### Task details
Give an exact transcription of every line, dropping the images.

### Entries provided
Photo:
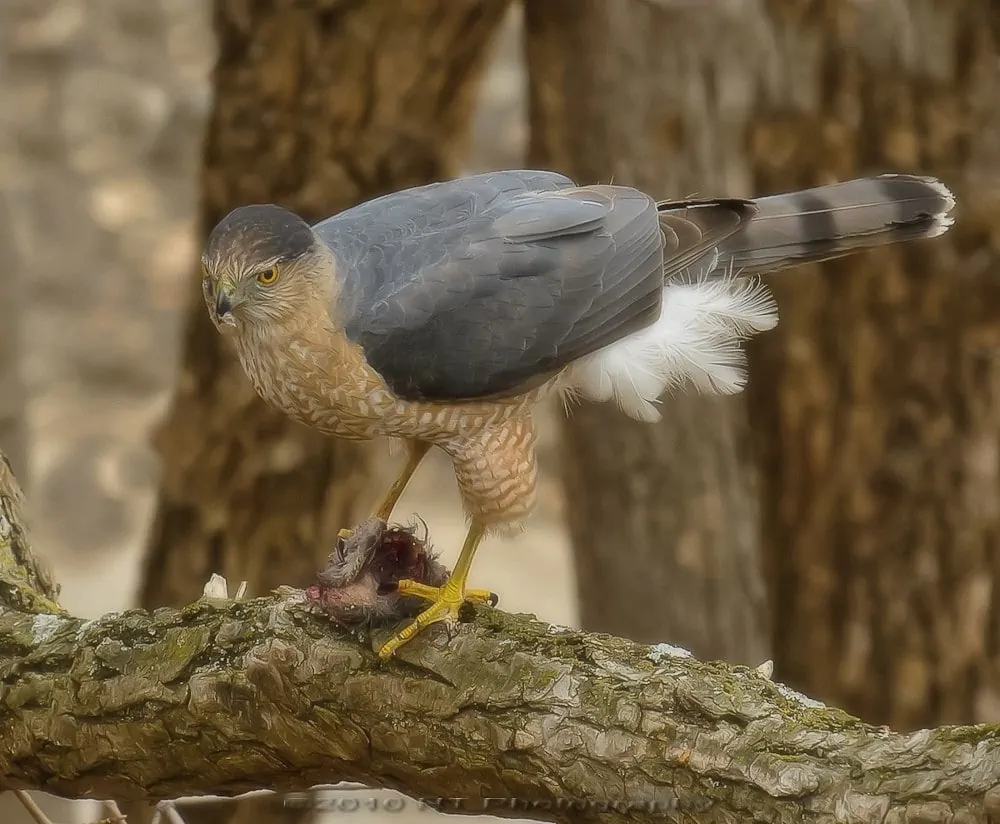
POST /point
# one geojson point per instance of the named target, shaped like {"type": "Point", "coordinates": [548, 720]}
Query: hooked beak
{"type": "Point", "coordinates": [224, 304]}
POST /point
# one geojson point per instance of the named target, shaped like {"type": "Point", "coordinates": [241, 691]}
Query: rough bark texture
{"type": "Point", "coordinates": [877, 402]}
{"type": "Point", "coordinates": [13, 437]}
{"type": "Point", "coordinates": [224, 696]}
{"type": "Point", "coordinates": [619, 91]}
{"type": "Point", "coordinates": [316, 106]}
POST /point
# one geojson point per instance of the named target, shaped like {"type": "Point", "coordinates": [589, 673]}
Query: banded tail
{"type": "Point", "coordinates": [835, 220]}
{"type": "Point", "coordinates": [712, 301]}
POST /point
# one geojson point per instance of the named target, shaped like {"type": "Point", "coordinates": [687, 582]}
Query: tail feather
{"type": "Point", "coordinates": [831, 221]}
{"type": "Point", "coordinates": [712, 298]}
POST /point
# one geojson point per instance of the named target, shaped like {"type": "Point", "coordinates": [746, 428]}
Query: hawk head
{"type": "Point", "coordinates": [260, 264]}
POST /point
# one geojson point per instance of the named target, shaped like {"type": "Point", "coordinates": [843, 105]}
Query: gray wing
{"type": "Point", "coordinates": [486, 285]}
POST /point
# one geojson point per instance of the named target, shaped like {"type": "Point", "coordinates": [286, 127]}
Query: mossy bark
{"type": "Point", "coordinates": [225, 696]}
{"type": "Point", "coordinates": [317, 106]}
{"type": "Point", "coordinates": [875, 405]}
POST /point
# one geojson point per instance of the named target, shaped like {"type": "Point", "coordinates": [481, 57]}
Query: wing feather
{"type": "Point", "coordinates": [477, 287]}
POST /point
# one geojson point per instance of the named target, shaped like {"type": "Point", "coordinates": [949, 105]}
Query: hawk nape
{"type": "Point", "coordinates": [442, 314]}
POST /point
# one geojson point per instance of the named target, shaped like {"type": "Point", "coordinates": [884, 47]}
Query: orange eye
{"type": "Point", "coordinates": [268, 276]}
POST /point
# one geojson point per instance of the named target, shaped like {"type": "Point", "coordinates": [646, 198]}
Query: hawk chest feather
{"type": "Point", "coordinates": [315, 384]}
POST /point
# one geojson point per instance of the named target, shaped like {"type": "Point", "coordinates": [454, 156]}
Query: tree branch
{"type": "Point", "coordinates": [225, 696]}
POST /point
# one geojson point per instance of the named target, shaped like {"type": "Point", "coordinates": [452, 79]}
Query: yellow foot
{"type": "Point", "coordinates": [446, 602]}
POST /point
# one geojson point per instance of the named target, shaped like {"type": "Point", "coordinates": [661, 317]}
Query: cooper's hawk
{"type": "Point", "coordinates": [442, 314]}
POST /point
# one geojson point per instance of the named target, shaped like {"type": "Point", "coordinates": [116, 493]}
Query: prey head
{"type": "Point", "coordinates": [260, 265]}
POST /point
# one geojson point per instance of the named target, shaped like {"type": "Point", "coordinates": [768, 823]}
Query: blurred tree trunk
{"type": "Point", "coordinates": [877, 405]}
{"type": "Point", "coordinates": [663, 517]}
{"type": "Point", "coordinates": [874, 407]}
{"type": "Point", "coordinates": [317, 106]}
{"type": "Point", "coordinates": [13, 435]}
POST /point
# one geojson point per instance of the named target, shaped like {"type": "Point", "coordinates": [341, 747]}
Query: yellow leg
{"type": "Point", "coordinates": [445, 601]}
{"type": "Point", "coordinates": [416, 450]}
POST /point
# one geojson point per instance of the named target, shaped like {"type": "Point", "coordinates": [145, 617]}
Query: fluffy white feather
{"type": "Point", "coordinates": [697, 339]}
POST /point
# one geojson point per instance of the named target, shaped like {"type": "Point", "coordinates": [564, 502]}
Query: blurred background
{"type": "Point", "coordinates": [840, 517]}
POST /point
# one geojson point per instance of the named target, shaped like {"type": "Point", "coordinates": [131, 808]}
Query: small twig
{"type": "Point", "coordinates": [33, 809]}
{"type": "Point", "coordinates": [172, 815]}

### Task output
Photo:
POST /point
# one geojson point per instance of the named target, shaped like {"type": "Point", "coordinates": [548, 720]}
Query: hooked beak
{"type": "Point", "coordinates": [224, 304]}
POST /point
# one geojson point per instance of the named target, shaped like {"type": "Point", "coordinates": [241, 691]}
Query: rough bark texture
{"type": "Point", "coordinates": [877, 402]}
{"type": "Point", "coordinates": [13, 437]}
{"type": "Point", "coordinates": [224, 696]}
{"type": "Point", "coordinates": [619, 91]}
{"type": "Point", "coordinates": [316, 106]}
POST /point
# one geojson point per instance of the named target, shaped like {"type": "Point", "coordinates": [589, 673]}
Query: banded tail
{"type": "Point", "coordinates": [835, 220]}
{"type": "Point", "coordinates": [712, 301]}
POST /point
# one geojson point per instance of the named target, shaped like {"type": "Point", "coordinates": [687, 582]}
Query: tail feather
{"type": "Point", "coordinates": [831, 221]}
{"type": "Point", "coordinates": [712, 298]}
POST /point
# one geojson point per instance of the named target, shaped like {"type": "Point", "coordinates": [746, 428]}
Query: hawk head
{"type": "Point", "coordinates": [260, 264]}
POST /point
# one geojson point per instance of the named target, shaped like {"type": "Point", "coordinates": [843, 105]}
Query: gray wing
{"type": "Point", "coordinates": [486, 285]}
POST /point
# one geojson point per instance of the named target, shaped like {"type": "Point", "coordinates": [286, 127]}
Query: mossy bark
{"type": "Point", "coordinates": [225, 696]}
{"type": "Point", "coordinates": [317, 106]}
{"type": "Point", "coordinates": [875, 405]}
POST /point
# one geojson point per instance of the named target, shaped like {"type": "Point", "coordinates": [481, 57]}
Query: wing feather
{"type": "Point", "coordinates": [477, 287]}
POST /point
# one geojson point per instance of the named target, shaped like {"type": "Point", "coordinates": [949, 105]}
Query: hawk nape
{"type": "Point", "coordinates": [442, 314]}
POST /point
# one geojson point per instance of the named target, shaped like {"type": "Point", "coordinates": [884, 47]}
Query: orange eye
{"type": "Point", "coordinates": [268, 276]}
POST /point
# one geojson point per instance of the named target, shaped like {"type": "Point", "coordinates": [646, 198]}
Query: hawk chest feather
{"type": "Point", "coordinates": [315, 384]}
POST /point
# one geojson point per instance of the named target, shaped like {"type": "Point", "coordinates": [454, 156]}
Query: tree branch
{"type": "Point", "coordinates": [225, 696]}
POST /point
# one geojson point per instance of the named target, shaped like {"type": "Point", "coordinates": [452, 79]}
Query: yellow foot
{"type": "Point", "coordinates": [446, 602]}
POST /point
# one geojson point per instance of the named target, shaped like {"type": "Point", "coordinates": [661, 317]}
Query: cooper's hawk
{"type": "Point", "coordinates": [442, 314]}
POST /point
# one geojson point per instance of the named target, shaped like {"type": "Point", "coordinates": [116, 493]}
Query: prey head
{"type": "Point", "coordinates": [260, 265]}
POST /point
# one geojson point per instance of the named target, shaped like {"type": "Point", "coordinates": [768, 823]}
Query: blurred tree trunk
{"type": "Point", "coordinates": [877, 405]}
{"type": "Point", "coordinates": [663, 517]}
{"type": "Point", "coordinates": [874, 407]}
{"type": "Point", "coordinates": [317, 106]}
{"type": "Point", "coordinates": [13, 435]}
POST /point
# one geojson point per instance of the named target, shaped like {"type": "Point", "coordinates": [341, 747]}
Query: yellow leg
{"type": "Point", "coordinates": [445, 601]}
{"type": "Point", "coordinates": [416, 450]}
POST /point
# one geojson point per instance of the named target, shaped like {"type": "Point", "coordinates": [145, 617]}
Query: fluffy white feather
{"type": "Point", "coordinates": [697, 339]}
POST /point
# one geojson point per instance of the named target, shaped like {"type": "Point", "coordinates": [564, 502]}
Query: blurred background
{"type": "Point", "coordinates": [840, 517]}
POST /point
# one geojson point per instance of the named target, shaped like {"type": "Point", "coordinates": [131, 808]}
Query: small twig
{"type": "Point", "coordinates": [33, 809]}
{"type": "Point", "coordinates": [172, 815]}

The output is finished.